* [Texte présenté]:
╭──
Un artiste ? C’est un artiste. Contemporain ? Car il est toujours vivant. La plupart du temps on met des artistes dans des tiroirs.
Street art ? c’est dans la rue. Urbain ? ou « land art urbain » ? moi j’aime bien le terme « art in‐situ » pour parler de ce qu’on fait dans la rue. Ca résume un peu tout. Un travail qui tient compte du contexte et pour moi tout est là. Lorsqu’on travaille sur un format, (une toile, un tableau …) le contexte est changeant et cela n’est pas le fait de l’artiste. Quand on fait un tableau on n’utilise pas ce qu’il y a à l’extérieur des quatre angles. Il faut donc réussir à coincer entre quatre lignes tout ce qu’on a envie de raconter, comme l’émotion du monde par exemple, en ne tenant aucun compte de ce qui pourra se passer en dehors de ce format. Alors que lorsqu’on travaille in‐situ (rue, nature, appartement, friche, vêtement…), on travaille en tenant compte et en partant du contexte. On n’est plus dans un format fermé, on est au contraire dans quelque chose de plus large et c’est cela qui va devenir la sève du travail. L’image se révèlera différemment si elle est incluse dans un format ou dans un contexte. Tout ça fait la valeur de la peinture et un certain nombre d’artistes ont choisi depuis longtemps de travailler sur ce support, in‐situ, et l’existence du muralisme n’est pas toute jeune.
Ce qui fait jour, plus récemment c’est une expression plus urbaine peut‐être parce qu’elle se nourrie de ce qui se passe dans les villes et les quartiers, de tous les malaises sociaux et de tout ce qui ne se passe pas très bien.
 Une invention a finalement tout révolutionné : la bombe aérosol permettant de peindre rapidement, de sortir des ateliers et presque d’avoir dans la poche transporter tous ses outils qui permettent de travailler vite fait, bien fait. L’étiquette de l’artiste urbain je ne la refuse pas mais en même temps aucun artiste dit urbain n’a lui même inventé cette étiquette.

Est‐ce qu’on peut qualifier votre art de graffiti ?

Ce qu’on appelle le graffiti c’est un signe qui est apposé avec un outil que l’on a sous la main sur un support qui en principe n’est pas prévu pour ça et cette démarche inclus le fait qu’on dégrade le matériau qu’on utilise et qu’on le fait parfois contre les interdictions. La notion d’illégalité entre en compte.
La bombe aérosol a permis de continuer à faire ces signes. Elle a même donné une visibilité plus importante.
Dans ce sens ce que je fais, puisque quand j’ai commencé à faire des pochoirs on disait que l’on faisait des bombages, c’est simplement une suite de la lignée du graffiti, j’utilise la bombe comme les graffeurs. La plupart du temps le geste artistique est un geste voulu. Mais après, qui est artiste ? Qui souhaite l’être ? Qui se revendique de l’être ?

Vous considérez-vous comme un artiste ?
╰──
* [Liste des consignes]:
1. Indiquez si chacune des affirmations suivantes est conforme à l'entretien en répondant par oui ou par non, et citez à l'identique les mots de l'entretien qui permettent de trancher.
(a) Pour parler de ce qui se fait dans la rue, l'artiste apprécie le terme « art in‐situ ».
(b) Ce sont les artistes dits urbains qui ont eux-mêmes inventé l'étiquette d'artiste urbain.
(c) La bombe aérosol a réduit la visibilité des signes.
2. Reproduisez fidèlement le passage de l'entretien qui commence à « Ce qui fait » et se termine à « inventé cette étiquette. ».
3. Répondez brièvement aux questions suivantes sur l'entretien.
(a) Quelle invention a tout révolutionné ?
(b) Quelle notion entre en compte dans ce qu'on appelle le graffiti ?
(c) Au début de son travail au pochoir, comment l'artiste dit-il que l'on appelait ce qu'on faisait ?

* [Données enregistrées]:
╭──
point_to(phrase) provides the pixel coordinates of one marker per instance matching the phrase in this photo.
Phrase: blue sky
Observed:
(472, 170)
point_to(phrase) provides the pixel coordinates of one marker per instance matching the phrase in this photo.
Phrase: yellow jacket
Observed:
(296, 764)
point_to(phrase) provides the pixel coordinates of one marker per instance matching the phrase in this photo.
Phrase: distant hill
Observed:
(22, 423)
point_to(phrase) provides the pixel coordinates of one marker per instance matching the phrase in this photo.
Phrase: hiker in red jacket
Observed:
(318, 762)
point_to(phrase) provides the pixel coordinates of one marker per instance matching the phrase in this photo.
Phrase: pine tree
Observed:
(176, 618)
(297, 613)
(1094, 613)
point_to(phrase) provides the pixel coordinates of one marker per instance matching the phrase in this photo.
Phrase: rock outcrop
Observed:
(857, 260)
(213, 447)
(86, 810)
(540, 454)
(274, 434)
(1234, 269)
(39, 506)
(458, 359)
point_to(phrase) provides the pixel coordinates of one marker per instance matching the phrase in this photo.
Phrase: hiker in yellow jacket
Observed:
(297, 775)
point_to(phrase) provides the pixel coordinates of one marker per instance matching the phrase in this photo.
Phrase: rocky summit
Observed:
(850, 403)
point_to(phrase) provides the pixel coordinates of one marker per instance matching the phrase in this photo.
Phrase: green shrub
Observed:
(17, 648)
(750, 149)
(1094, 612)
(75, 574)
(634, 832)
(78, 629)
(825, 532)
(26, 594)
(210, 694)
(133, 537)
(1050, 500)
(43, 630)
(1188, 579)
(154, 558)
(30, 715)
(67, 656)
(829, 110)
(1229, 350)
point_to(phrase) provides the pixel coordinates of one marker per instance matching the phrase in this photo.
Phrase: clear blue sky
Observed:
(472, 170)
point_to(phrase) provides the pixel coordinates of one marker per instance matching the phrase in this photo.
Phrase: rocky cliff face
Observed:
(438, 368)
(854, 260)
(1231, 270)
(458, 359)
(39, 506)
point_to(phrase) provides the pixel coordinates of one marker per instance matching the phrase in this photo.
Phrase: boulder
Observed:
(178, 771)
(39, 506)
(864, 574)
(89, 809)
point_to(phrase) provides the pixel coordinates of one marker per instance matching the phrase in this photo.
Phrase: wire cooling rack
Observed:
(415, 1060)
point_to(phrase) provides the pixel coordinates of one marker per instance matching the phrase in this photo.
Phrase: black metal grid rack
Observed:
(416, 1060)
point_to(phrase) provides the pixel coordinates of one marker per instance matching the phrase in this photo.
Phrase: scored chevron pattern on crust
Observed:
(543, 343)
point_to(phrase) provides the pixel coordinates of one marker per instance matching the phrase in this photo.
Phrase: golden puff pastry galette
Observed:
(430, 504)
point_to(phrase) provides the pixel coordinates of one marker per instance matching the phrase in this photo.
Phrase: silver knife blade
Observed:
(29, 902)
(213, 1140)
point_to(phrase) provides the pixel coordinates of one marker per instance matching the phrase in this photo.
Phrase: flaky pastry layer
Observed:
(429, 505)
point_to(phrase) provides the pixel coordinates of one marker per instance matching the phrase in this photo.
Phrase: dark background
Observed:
╰──
* [Les solutions]:
1.
(a) Oui : « moi j’aime bien le terme « art in‐situ » pour parler de ce qu’on fait dans la rue ».
(b) Non : « aucun artiste dit urbain n’a lui même inventé cette étiquette ».
(c) Non : « Elle a même donné une visibilité plus importante. »

2.
Ce qui fait jour, plus récemment c’est une expression plus urbaine peut‐être parce qu’elle se nourrie de ce qui se passe dans les villes et les quartiers, de tous les malaises sociaux et de tout ce qui ne se passe pas très bien.
 Une invention a finalement tout révolutionné : la bombe aérosol permettant de peindre rapidement, de sortir des ateliers et presque d’avoir dans la poche transporter tous ses outils qui permettent de travailler vite fait, bien fait. L’étiquette de l’artiste urbain je ne la refuse pas mais en même temps aucun artiste dit urbain n’a lui même inventé cette étiquette.

3.
(a) La bombe aérosol.
(b) La notion d'illégalité.
(c) On disait que l'on faisait des bombages.